[[ DATASET EXTRACT, beginning ]]

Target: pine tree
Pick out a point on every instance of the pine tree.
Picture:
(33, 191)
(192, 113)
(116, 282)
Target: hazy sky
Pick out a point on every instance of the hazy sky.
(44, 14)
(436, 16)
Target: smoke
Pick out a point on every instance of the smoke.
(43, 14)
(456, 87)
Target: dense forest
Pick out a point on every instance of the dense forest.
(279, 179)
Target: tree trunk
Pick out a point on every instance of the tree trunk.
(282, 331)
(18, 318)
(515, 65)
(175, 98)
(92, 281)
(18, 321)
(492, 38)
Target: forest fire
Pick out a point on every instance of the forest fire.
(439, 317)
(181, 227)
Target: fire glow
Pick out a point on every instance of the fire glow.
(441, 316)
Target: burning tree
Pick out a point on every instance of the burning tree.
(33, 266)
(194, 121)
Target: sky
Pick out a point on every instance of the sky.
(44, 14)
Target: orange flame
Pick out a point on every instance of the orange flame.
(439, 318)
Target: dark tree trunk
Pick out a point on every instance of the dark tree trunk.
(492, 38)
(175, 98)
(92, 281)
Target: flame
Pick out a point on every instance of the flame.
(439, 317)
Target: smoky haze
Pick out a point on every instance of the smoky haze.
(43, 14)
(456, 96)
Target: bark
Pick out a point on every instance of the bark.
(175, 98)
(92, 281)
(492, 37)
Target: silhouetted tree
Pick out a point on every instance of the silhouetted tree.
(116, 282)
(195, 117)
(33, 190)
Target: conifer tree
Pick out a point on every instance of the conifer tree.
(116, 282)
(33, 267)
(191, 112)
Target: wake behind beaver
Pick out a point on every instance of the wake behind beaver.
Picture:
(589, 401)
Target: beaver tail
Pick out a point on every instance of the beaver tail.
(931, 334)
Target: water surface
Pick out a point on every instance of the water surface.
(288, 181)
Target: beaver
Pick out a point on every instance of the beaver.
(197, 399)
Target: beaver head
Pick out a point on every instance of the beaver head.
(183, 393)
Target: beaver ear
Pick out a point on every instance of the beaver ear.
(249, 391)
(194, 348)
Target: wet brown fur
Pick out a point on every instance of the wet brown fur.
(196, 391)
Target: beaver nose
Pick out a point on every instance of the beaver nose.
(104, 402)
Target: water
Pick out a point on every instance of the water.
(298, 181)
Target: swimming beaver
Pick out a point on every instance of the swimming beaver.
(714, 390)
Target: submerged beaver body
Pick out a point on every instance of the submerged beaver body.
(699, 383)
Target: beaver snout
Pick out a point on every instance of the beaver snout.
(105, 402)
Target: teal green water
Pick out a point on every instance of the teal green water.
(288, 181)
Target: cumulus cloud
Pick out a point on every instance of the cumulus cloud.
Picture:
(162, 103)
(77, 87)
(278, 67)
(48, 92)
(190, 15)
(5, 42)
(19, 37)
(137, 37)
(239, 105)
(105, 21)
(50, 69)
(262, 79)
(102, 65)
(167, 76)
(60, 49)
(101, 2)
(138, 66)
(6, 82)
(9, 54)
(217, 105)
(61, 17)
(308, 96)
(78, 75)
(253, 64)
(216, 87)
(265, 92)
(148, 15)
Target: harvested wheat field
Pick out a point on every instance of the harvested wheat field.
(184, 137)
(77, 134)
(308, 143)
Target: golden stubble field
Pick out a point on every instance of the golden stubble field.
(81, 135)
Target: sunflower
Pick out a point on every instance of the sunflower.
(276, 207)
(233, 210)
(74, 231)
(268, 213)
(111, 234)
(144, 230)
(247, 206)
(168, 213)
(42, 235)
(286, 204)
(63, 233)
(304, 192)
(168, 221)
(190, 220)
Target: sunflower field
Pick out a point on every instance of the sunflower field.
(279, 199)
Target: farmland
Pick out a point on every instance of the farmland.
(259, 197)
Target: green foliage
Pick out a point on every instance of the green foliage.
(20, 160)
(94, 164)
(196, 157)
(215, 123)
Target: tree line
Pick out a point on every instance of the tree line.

[[ DATASET EXTRACT, end ]]

Above are the entries. Output exactly the lines beginning with the line that has "Pick out a point on every instance of the beaver." and ending with the line that has "Target: beaver nose".

Pick out a point on every instance of the beaver.
(197, 399)
Target: beaver head
Pick out a point on every instance of the beaver head.
(183, 393)
Target: beaver ear
Pick out a point on every instance of the beaver ear.
(249, 391)
(194, 348)
Target: wet brown fur
Pick out a point on every instance of the wet brown fur.
(196, 391)
Target: beaver nose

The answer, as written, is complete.